*Problem to solve*.
Lay out the lines below as a Markdown table with a Row column numbering each line and a Text column holding the line itself, leaving out any blank lines.

*Material for this task*.
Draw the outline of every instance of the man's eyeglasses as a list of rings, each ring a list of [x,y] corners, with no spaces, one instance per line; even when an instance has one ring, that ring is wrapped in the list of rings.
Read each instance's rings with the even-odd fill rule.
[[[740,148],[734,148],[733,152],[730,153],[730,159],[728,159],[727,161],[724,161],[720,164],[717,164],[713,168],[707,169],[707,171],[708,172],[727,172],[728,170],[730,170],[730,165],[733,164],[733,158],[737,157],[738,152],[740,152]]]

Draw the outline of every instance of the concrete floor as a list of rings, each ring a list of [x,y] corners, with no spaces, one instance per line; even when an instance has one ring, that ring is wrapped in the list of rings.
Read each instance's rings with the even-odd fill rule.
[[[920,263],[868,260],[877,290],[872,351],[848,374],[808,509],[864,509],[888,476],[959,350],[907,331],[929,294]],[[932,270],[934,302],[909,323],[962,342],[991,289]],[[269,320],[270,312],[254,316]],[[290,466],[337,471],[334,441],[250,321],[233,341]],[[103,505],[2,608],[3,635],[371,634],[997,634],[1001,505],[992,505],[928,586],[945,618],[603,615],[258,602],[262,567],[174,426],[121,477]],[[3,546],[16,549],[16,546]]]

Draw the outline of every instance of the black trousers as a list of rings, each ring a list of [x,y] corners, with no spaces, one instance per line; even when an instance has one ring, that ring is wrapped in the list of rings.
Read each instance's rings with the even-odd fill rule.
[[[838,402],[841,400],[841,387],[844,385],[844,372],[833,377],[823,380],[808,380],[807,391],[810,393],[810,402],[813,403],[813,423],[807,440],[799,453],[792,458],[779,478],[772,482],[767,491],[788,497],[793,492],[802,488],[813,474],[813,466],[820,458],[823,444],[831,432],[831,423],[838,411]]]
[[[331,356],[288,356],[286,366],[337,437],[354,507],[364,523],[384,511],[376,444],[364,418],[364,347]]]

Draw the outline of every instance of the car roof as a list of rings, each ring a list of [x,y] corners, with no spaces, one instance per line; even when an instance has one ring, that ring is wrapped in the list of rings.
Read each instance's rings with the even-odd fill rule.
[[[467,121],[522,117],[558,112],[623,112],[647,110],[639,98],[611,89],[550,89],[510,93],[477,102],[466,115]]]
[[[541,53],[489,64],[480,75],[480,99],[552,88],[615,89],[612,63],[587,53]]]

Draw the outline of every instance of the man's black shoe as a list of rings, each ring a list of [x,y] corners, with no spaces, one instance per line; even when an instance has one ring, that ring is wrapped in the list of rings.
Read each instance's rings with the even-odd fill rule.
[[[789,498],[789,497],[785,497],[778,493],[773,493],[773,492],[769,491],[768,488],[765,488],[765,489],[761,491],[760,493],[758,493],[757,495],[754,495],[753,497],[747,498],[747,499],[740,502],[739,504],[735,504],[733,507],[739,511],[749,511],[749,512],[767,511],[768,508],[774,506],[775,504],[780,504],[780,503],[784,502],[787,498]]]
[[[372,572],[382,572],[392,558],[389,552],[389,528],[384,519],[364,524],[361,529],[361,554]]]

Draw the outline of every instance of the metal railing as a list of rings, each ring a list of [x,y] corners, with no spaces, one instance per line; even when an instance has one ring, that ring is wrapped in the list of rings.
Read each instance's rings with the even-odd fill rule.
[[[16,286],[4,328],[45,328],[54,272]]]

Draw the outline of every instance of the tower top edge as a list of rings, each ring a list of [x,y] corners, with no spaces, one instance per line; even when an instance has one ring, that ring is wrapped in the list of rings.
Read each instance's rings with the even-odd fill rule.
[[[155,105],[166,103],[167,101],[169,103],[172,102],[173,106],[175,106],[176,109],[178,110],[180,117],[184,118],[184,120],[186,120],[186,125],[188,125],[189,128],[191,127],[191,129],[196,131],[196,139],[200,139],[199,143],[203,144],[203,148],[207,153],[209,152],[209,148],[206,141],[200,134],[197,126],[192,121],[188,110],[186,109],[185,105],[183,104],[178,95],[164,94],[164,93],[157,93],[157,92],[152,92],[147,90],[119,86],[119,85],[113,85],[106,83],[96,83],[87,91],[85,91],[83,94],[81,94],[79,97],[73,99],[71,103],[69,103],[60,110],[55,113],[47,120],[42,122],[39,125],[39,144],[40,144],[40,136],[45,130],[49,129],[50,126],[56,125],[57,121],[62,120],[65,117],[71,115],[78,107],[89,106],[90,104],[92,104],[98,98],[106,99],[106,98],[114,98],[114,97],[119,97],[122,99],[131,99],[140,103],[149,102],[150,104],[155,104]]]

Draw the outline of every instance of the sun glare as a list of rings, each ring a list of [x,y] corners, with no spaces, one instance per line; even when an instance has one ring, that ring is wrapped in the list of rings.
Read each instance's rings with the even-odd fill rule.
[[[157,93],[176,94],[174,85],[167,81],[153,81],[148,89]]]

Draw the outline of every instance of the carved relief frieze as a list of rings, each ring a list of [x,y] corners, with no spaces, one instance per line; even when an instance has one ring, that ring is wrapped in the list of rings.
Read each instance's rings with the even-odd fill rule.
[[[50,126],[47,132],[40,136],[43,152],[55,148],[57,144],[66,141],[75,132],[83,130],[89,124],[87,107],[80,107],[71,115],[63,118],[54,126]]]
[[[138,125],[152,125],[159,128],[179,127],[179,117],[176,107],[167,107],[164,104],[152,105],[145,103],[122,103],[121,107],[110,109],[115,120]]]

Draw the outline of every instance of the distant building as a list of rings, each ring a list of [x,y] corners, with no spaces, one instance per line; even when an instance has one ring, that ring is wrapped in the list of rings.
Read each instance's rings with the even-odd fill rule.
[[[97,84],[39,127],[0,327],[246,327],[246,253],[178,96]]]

*Exercise answer*.
| Row | Text |
|---|---|
| 1 | Draw the outline of every instance of the man's eyeglasses as a list of rings, each ring a list of [x,y] corners, with no spaces, one instance per line; even when an instance has one ring, that ring is wrapped in the list of rings. |
| 2 | Read each instance's rings with the even-odd fill rule. |
| 3 | [[[740,148],[734,148],[733,152],[730,153],[730,159],[728,159],[727,161],[724,161],[720,164],[717,164],[713,168],[707,169],[707,171],[708,172],[727,172],[728,170],[730,170],[730,165],[733,164],[733,158],[737,157],[738,152],[740,152]]] |
| 4 | Draw the outline of every instance of the concrete floor as a list of rings, each ring a list of [x,y] corners, with no spaces, one instance per line; even when an instance has one ring, that ring is wrapped in the list of rings. |
| 5 | Read each instance's rings with the even-odd fill rule. |
| 6 | [[[920,263],[868,260],[877,290],[872,351],[848,374],[808,509],[864,509],[888,476],[959,350],[907,331],[929,294]],[[932,270],[934,302],[909,323],[962,342],[991,289]],[[269,320],[270,312],[254,316]],[[290,466],[337,471],[334,441],[250,321],[233,341]],[[103,505],[2,608],[3,635],[371,634],[997,634],[1001,505],[992,505],[928,586],[945,618],[603,615],[258,602],[262,567],[174,426],[121,477]],[[3,546],[16,549],[16,546]]] |
| 7 | Draw the outline of every instance of the black trousers as a list of rings, each ring a list of [x,y] corners, with no spaces, one instance per line; even when an instance has one ring, that ring is wrapped in the list of rings. |
| 8 | Read each instance's rings with the even-odd fill rule. |
| 9 | [[[838,402],[841,400],[841,387],[844,385],[844,372],[833,377],[823,380],[808,380],[807,391],[810,393],[810,402],[813,403],[813,423],[807,440],[799,453],[792,458],[779,478],[772,482],[767,491],[788,497],[793,492],[802,488],[813,474],[813,466],[820,458],[823,444],[831,432],[831,423],[838,411]]] |
| 10 | [[[331,356],[288,356],[286,366],[337,437],[354,507],[364,523],[384,511],[376,444],[364,418],[364,347]]] |
| 11 | Draw the outline of every instance of the car roof as a list of rings, each ring a list of [x,y] corners, with no spaces, one instance per line; even when an instance has one ring, that ring is wrapped in the list of rings. |
| 12 | Read each instance's rings with the even-odd fill rule. |
| 13 | [[[467,121],[522,117],[558,112],[623,112],[647,110],[639,98],[611,89],[550,89],[510,93],[477,102],[466,115]]] |
| 14 | [[[541,53],[489,64],[480,75],[480,99],[552,88],[615,89],[612,63],[587,53]]] |
| 15 | Draw the outline of every instance of the man's black shoe as a list of rings, each ring a list of [x,y] corners, with no spaces, one instance per line; even when an instance has one ring, that ring is wrapped in the list of rings. |
| 16 | Read each instance's rings with the even-odd fill rule. |
| 17 | [[[789,498],[789,497],[785,497],[778,493],[773,493],[773,492],[769,491],[768,488],[765,488],[765,489],[761,491],[760,493],[758,493],[757,495],[754,495],[753,497],[747,498],[747,499],[740,502],[739,504],[735,504],[733,507],[739,511],[749,511],[749,512],[767,511],[768,508],[774,506],[775,504],[780,504],[780,503],[784,502],[787,498]]] |
| 18 | [[[372,572],[382,572],[392,558],[389,552],[389,528],[384,519],[364,524],[361,529],[361,554]]] |
| 19 | Draw the outline of every instance of the metal railing as a list of rings, each ring a list of [x,y] corners, with no spaces, one instance per line; even when an instance has one ring, that ring is wrapped in the list of rings. |
| 20 | Read each instance's rings with the even-odd fill rule. |
| 21 | [[[16,286],[4,328],[45,328],[54,272]]] |
| 22 | Draw the outline of every instance of the tower top edge as a list of rings, each ring a list of [x,y] corners, with no spaces, one instance per line; even when an instance has one ring, that ring is wrapped in the list of rings. |
| 23 | Read each instance's rings with the even-odd fill rule. |
| 24 | [[[155,105],[166,103],[167,101],[169,103],[172,102],[173,106],[175,106],[176,109],[178,110],[180,117],[184,118],[184,120],[186,120],[186,125],[188,125],[189,128],[191,127],[191,129],[196,131],[196,139],[200,139],[199,143],[203,144],[203,148],[207,153],[209,152],[209,148],[206,141],[200,134],[197,126],[192,121],[188,110],[186,109],[185,105],[183,104],[178,95],[164,94],[164,93],[157,93],[157,92],[152,92],[147,90],[119,86],[119,85],[113,85],[106,83],[96,83],[87,91],[85,91],[83,94],[81,94],[79,97],[73,99],[71,103],[69,103],[60,110],[55,113],[47,120],[42,122],[39,125],[39,144],[40,144],[40,136],[45,130],[49,129],[50,126],[56,125],[57,121],[62,120],[65,117],[71,115],[78,107],[89,106],[90,104],[92,104],[98,98],[106,99],[106,98],[114,98],[114,97],[119,97],[122,99],[131,99],[140,103],[149,102],[150,104],[155,104]]] |
| 25 | Draw the outline of every instance of the sun glare as a list of rings, each ring a list of [x,y] corners, with no spaces, one instance per line; even when an instance has one ring, that ring is wrapped in the list of rings. |
| 26 | Read each instance's rings with the even-odd fill rule. |
| 27 | [[[157,93],[176,94],[174,85],[167,81],[153,81],[148,89]]] |
| 28 | Draw the outline of every instance of the carved relief frieze as a list of rings, each ring a list of [x,y] corners, with no spaces, one instance per line; even when an instance has one ring, that ring is wrapped in the list of rings. |
| 29 | Read each instance's rings with the even-odd fill rule. |
| 30 | [[[50,126],[47,132],[40,136],[43,152],[55,148],[57,144],[66,141],[75,132],[83,130],[89,124],[87,107],[80,107],[71,115],[63,118],[54,126]]] |
| 31 | [[[138,125],[152,125],[159,128],[179,127],[179,117],[176,107],[167,107],[164,104],[152,105],[145,103],[122,103],[121,107],[110,109],[115,120]]] |
| 32 | Draw the outline of every instance of the distant building as a list of rings, each ring a list of [x,y] corners, with no spaces, one instance per line; even when an instance has one ring, that ring is wrapped in the list of rings. |
| 33 | Read each instance's rings with the even-odd fill rule. |
| 34 | [[[97,84],[39,127],[0,327],[246,327],[246,253],[178,96]]] |